## PASSAGE
Two K fertilizer experiments were initiated in 1961 in arid central Washington on a Shano silt loam soil site that had been leveled to accommodate irrigation. The experiments were continued for 3 years and utilized rates of K fertilizer up to 320 kg K/ha in a randomized complete block design. By 1964 there existed a wide range of Kst (soil test K) as a result of the fixed random K treatments and the partial exposure of K-deficient subsoils. That year the experiments were altered to completely randomized designs using both Kst and K fertilizer rates as controlled variables. The experiments were continued through 1970, providing an evaluation of the effects of crop management and K fertilization on soil K reserves.

## Stored dataset entries
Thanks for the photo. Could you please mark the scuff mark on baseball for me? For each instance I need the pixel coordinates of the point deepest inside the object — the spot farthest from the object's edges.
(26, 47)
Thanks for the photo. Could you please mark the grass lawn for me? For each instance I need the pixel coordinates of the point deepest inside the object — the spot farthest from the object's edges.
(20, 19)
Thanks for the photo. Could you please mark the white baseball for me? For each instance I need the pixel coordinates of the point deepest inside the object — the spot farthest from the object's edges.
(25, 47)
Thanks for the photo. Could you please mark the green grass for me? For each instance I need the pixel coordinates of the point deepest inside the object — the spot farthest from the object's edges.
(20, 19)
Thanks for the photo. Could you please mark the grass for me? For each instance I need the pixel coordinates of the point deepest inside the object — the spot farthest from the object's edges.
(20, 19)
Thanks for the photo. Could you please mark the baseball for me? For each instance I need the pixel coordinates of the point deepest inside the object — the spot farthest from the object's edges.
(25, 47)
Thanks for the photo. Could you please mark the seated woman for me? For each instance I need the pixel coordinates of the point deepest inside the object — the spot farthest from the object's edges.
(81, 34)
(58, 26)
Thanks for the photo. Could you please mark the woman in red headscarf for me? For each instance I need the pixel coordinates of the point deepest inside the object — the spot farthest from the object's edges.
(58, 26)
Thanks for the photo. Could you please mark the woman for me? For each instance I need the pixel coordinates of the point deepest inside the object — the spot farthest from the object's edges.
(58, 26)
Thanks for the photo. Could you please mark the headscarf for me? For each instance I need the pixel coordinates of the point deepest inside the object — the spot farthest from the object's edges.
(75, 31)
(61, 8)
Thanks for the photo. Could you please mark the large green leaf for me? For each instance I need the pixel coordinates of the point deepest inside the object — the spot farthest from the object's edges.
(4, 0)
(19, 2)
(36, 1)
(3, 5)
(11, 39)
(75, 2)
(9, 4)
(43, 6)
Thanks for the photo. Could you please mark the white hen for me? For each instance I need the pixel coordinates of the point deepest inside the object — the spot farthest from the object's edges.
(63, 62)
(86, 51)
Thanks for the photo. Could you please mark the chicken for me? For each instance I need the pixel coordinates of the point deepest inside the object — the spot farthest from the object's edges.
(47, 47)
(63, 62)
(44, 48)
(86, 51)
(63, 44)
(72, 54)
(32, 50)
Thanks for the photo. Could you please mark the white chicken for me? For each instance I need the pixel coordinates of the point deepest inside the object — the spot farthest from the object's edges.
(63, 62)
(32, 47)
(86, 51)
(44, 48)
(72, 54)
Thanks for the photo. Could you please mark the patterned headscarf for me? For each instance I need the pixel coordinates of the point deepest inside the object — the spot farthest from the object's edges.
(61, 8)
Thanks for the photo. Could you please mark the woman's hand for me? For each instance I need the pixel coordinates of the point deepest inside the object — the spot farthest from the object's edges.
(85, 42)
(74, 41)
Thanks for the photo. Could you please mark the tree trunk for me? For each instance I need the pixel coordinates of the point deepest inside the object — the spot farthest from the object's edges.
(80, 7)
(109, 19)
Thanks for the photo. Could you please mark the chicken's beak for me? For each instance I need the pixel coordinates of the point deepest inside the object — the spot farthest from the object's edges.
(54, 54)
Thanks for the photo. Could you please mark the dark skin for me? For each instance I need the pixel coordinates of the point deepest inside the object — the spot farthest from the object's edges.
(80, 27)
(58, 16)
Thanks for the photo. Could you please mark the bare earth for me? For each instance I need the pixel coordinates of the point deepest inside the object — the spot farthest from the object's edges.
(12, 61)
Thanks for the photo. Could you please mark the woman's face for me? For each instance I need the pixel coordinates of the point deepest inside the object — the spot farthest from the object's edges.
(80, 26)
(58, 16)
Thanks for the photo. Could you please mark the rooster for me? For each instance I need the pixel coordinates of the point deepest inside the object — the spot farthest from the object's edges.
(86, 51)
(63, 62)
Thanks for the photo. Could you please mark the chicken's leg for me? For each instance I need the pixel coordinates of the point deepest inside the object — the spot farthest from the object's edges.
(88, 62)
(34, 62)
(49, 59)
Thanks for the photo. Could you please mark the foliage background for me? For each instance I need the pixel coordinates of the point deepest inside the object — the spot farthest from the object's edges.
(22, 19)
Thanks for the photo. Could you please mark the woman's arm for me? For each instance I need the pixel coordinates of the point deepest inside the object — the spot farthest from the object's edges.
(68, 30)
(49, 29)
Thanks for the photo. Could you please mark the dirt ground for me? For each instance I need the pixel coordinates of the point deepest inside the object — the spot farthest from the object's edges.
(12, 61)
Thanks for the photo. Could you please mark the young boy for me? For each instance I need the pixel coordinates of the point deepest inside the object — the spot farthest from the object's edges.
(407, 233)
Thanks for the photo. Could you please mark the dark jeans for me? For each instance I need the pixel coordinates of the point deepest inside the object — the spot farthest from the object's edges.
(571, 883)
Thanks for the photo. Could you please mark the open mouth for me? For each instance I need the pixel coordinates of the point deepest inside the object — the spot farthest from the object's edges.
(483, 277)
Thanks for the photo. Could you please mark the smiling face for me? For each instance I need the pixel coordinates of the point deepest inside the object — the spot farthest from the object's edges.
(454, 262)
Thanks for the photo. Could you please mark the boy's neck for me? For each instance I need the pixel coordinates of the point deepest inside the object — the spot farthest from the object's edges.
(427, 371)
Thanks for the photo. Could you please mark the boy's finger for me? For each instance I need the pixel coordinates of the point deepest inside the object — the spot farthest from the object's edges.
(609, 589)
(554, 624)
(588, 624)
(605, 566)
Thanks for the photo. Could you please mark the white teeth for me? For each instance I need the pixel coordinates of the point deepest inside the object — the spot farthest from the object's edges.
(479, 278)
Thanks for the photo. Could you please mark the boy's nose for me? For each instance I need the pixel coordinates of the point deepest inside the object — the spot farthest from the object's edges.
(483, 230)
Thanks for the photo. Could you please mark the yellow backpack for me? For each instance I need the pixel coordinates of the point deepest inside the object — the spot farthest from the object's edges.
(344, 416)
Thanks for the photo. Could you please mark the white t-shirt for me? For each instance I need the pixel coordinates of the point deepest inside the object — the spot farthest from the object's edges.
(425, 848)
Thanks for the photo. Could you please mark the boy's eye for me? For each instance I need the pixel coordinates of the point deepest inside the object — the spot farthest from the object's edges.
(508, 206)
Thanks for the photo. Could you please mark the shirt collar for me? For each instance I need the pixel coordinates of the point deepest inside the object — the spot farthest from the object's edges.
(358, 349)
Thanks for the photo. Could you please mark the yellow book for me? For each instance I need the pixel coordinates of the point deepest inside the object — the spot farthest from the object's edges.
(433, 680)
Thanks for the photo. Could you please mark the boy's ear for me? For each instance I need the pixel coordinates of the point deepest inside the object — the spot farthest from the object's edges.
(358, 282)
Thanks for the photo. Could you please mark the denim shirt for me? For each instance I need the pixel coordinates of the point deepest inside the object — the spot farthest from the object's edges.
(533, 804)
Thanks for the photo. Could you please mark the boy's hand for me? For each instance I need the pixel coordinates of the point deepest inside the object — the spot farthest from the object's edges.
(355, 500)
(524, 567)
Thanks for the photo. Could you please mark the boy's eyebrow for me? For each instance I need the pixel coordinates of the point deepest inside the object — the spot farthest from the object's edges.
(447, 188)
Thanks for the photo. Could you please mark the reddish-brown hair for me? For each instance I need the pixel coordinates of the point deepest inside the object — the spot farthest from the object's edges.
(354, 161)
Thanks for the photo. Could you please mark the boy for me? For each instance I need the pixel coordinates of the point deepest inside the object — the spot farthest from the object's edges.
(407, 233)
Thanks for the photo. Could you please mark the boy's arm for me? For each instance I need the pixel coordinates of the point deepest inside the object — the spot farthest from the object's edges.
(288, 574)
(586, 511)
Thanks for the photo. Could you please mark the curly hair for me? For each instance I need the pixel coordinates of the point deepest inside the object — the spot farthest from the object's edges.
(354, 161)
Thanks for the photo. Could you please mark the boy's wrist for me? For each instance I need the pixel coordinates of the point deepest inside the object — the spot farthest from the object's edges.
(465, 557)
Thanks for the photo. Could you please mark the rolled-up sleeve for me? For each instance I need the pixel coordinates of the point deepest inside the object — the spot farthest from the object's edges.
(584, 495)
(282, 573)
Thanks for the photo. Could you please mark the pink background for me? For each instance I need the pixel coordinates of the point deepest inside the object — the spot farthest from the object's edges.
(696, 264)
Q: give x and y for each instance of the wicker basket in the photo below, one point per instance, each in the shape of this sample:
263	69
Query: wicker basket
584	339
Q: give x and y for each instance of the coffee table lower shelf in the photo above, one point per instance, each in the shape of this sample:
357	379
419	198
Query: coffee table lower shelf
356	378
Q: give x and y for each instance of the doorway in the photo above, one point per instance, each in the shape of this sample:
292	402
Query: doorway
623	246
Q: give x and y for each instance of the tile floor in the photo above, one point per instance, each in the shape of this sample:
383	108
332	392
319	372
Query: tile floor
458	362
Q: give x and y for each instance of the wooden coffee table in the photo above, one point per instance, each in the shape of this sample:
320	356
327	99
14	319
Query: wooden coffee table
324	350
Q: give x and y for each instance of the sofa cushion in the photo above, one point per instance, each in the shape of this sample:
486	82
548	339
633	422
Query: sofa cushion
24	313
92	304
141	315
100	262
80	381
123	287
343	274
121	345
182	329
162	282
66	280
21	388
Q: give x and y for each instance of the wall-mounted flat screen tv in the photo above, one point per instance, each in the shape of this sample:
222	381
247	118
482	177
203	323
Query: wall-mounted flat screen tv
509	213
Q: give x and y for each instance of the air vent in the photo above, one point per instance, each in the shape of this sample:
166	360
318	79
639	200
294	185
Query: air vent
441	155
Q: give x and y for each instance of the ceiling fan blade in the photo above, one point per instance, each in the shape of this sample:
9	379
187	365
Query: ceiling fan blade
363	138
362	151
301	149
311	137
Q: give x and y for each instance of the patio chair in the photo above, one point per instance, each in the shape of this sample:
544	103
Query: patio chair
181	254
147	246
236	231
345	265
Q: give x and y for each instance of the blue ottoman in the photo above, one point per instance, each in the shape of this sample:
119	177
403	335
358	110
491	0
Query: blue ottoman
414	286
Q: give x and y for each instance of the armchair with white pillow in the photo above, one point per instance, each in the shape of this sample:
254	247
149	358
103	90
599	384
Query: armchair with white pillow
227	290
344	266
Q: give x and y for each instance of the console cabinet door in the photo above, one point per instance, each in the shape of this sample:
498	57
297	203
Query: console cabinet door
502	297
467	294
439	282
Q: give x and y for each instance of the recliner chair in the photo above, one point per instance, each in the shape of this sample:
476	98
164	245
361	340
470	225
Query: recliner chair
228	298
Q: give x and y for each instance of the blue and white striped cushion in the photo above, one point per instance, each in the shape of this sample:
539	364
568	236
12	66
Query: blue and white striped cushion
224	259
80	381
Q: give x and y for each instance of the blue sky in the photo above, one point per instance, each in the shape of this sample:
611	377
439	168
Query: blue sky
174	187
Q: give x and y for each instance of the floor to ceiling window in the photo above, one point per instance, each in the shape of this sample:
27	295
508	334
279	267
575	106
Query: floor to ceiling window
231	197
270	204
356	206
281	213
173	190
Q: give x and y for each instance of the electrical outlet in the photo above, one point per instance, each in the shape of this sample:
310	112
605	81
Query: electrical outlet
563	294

## TASK GOAL
Continue the passage on the potassium fertilizer experiments in central Washington, picking up after its final sentence.

## WRITTEN ANSWER
High Kst, both indigenous and fertilizer induced, decreased rapidly as a result of crop removal, with the rate of decline decreasing to zero as Kst fell below 100 ppm. The decrease in Kst was strongly modified by the type of crop (rooting habit and total K uptake) and by the method of crop residue disposition. Forage crops maximized the changes, whereas grain crops (with seed only removed) had a minimal effect, causing an apparent increase in K availability as a result of surface soil enrichment with K from the subsoil via the stubble. Decreases in Kst were stopped or reversed by K fertilization. Large amounts of K were removed by crops when Kst was low and static.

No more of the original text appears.